**What you will do**
Find every line in the rows below that contains the string "graphic", treating uppercase and lowercase as different, and copy each of those lines.

Point labeling examples:
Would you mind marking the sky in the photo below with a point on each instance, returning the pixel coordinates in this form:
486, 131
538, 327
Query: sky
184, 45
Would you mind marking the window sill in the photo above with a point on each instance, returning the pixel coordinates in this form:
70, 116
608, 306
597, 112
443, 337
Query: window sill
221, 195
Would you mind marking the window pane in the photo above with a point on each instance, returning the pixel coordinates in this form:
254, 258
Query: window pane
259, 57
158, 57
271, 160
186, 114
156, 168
...
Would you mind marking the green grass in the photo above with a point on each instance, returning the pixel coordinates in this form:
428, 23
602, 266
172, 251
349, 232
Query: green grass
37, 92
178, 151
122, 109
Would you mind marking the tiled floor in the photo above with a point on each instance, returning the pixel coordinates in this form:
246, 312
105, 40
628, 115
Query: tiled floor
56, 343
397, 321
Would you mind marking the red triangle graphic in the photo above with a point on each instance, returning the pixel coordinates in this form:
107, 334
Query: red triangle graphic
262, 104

**Response below**
Would you mind marking the red triangle graphic in the photo above with a point on each instance, returning the pixel coordinates in this form:
Query: red triangle graphic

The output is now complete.